TEXT UNDER STUDY: Begin

The first apologetics work by C. S. Lewis was The Pilgrim’s Regress: An Allegorical Apology for Christianity, Reason and Romanticism, published in 1933. Fewer than 700 copies were sold out of 1500 that were printed. But it was, in a real sense, the beginning of three decades of an enormous list of books on apologetics, discipleship, and Christian-principled children’s books authored by Lewis. His fame soared to new heights in the 1950s when he launched a series of seven books for children in The Chronicles of Narnia series that included titles like: The Lion, the Witch, and the Wardrobe and The Horse and His Boy.
In the First Annual Spring Apologetics Lectures titled Thinking-Living-Dying: Early Apologists Speak to the 21st Century, published in 2011 by the Warren Center, distinguished patristics scholar, Everett Ferguson said, “perhaps the most cogent defense of miracles is C. S. Lewis, Miracles: A Preliminary Study (1953), of which a fellow student at Harvard, an unbeliever in miracles, said that it almost convinced him.” Another interesting connection between Thomas B. Warren and C. S. Lewis involves the monumental debate on the existence of God between Dr. Warren and Dr. Antony Flew in 1976. I have no doubt this is the most far-reaching debate in the 20th century on the question of God. Antony G. N. Flew was called by Associated Press in December 2004 “a leading champion of atheism.” Therefore, the philosophical world was staggered when it was announced that Flew had given up atheism. In a 2007 book, There Is A God, the late Dr. Flew says, “. . . [I]t may well be that no one is as surprised as I am that my exploration of the Divine has after all these years turned from denial to discovery.” Flew’s paper, “Theology and Falsification,” became the most widely reprinted philosophical publication of the 20th century. Remarkably, the paper was first presented at a 1950 meeting of the Oxford University Socratic Club, chaired by none other than C. S. Lewis! It was the first and only paper Professor Flew ever read to the Socratic Club, which was a lively forum for debates between atheists and Christian theists. In his book Flew has a valuable section “Locking Horns with Lewis” in which he confesses that though he once considered his historic paper to be a “total victory” over God and religion, he came to believe, not only in the existence of God, but also “the case for the Christian revelation is a very strong one.”

TEXT UNDER STUDY: End
EXTRACTED ENTRIES: Begin

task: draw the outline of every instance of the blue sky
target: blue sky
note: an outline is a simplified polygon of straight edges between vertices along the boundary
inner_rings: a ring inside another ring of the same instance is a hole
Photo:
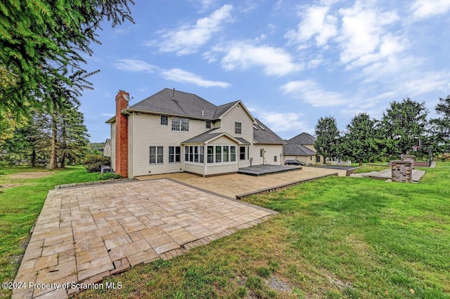
[[[135,0],[136,24],[99,31],[85,69],[94,91],[81,110],[92,142],[118,90],[133,105],[165,88],[215,105],[241,100],[285,139],[340,130],[355,114],[379,119],[390,102],[450,95],[450,0]]]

EXTRACTED ENTRIES: End

§ ACTIVITY
Do these statements agree with the passage on C. S. Lewis and Antony Flew? (a) More than half of the printed copies of The Pilgrim's Regress were sold. (b) Flew first presented "Theology and Falsification" at a meeting that Lewis chaired. (c) Flew read several papers to the Socratic Club. Answer yes or no for each, quoting the deciding words. Nothing in the entries is needed.

§ EXERCISE OUTPUT
(a) No: "Fewer than 700 copies were sold out of 1500 that were printed."
(b) Yes: "the paper was first presented at a 1950 meeting of the Oxford University Socratic Club, chaired by none other than C. S. Lewis!"
(c) No: "It was the first and only paper Professor Flew ever read to the Socratic Club"